■ **What is needed**:
Output as a numbered list, omitting blank lines, only the stretch of rows below from the line containing "The service MUST return one point per instance of the rear" through the end of the rows.

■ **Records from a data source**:
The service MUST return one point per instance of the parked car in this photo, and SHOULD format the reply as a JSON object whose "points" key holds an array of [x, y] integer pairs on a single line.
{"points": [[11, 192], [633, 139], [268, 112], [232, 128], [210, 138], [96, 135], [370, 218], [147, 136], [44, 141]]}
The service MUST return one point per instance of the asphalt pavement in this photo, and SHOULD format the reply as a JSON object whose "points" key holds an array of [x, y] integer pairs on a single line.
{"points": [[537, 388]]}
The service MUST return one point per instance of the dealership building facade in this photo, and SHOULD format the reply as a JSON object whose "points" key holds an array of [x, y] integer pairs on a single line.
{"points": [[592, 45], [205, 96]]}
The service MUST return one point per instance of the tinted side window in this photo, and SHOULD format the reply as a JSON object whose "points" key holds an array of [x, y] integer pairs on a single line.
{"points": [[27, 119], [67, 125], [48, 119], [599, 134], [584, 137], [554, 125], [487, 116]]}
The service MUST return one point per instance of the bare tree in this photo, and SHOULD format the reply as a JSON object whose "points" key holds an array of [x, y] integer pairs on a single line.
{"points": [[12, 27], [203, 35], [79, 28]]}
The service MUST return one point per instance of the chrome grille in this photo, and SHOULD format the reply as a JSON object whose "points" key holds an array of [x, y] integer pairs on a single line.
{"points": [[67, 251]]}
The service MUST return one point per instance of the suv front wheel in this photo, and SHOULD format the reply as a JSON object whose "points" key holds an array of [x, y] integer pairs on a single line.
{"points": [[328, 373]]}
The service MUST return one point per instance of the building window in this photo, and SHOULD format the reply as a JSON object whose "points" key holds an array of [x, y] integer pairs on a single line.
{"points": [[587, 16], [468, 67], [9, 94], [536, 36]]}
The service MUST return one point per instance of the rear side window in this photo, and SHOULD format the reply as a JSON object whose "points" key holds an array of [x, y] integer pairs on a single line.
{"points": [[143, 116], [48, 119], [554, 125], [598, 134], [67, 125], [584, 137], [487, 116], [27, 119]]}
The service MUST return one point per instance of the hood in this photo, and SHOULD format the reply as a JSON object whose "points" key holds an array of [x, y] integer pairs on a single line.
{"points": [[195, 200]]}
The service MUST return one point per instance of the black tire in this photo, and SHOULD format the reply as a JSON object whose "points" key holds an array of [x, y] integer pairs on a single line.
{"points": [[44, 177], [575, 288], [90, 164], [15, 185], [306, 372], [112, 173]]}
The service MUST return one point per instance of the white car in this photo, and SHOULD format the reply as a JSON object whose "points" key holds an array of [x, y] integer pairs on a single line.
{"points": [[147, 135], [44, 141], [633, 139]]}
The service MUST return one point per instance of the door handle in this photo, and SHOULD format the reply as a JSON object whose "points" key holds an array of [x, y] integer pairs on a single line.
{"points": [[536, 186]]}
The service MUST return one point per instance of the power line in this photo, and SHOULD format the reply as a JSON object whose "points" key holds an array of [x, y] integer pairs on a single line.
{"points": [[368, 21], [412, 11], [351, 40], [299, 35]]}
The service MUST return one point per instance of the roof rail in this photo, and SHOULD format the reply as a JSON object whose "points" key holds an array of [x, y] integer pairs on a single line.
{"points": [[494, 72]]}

■ **Result of the task**:
1. The service MUST return one point per instance of the rear side window in this photo, and SHOULD format the reply as a JSON object whose "points" key holds an array of [x, y] integer pairs on a single line.
2. {"points": [[143, 116], [48, 119], [554, 125], [598, 134], [67, 125], [584, 137], [487, 116], [27, 119]]}
3. The service MUST return one point per instance of the hood in this photo, and SHOULD format the reply as a JSON object whose "points" key holds an array of [x, y] integer pairs on a single line.
4. {"points": [[195, 200]]}
5. The service MUST return one point per instance of the black tire in this photo, and SHOULD format the reply as a JSON object whose "points" key holds an array of [x, y] integer pairs on a single line.
6. {"points": [[44, 177], [575, 288], [90, 164], [15, 185], [306, 372], [112, 173]]}
7. The service MUST return one point per instance of the white car in this photo, and SHOULD format the reply as a JSON object whose "points" key holds an array of [x, y] integer pairs on a single line.
8. {"points": [[147, 135], [44, 141], [633, 139]]}
9. The service MUST return one point per instance of the door handle in this photo, and SHOULD format the reply as a JSON object whose "points" key holds an array of [x, y] integer pairs on a single line.
10. {"points": [[536, 186]]}
11. The service MUST return one point per instance of the power line in this photo, and SHOULD format the reply as a JSON object whose "points" key holds an array of [x, y] integer pairs on a single line.
12. {"points": [[368, 21], [412, 11], [351, 40], [299, 35]]}
13. The service MUST return one point per instance of the roof rail in this photo, and SHOULD format the reply as a JSON object whose "points" key holds an array of [x, y] integer pairs on a single line.
14. {"points": [[494, 72]]}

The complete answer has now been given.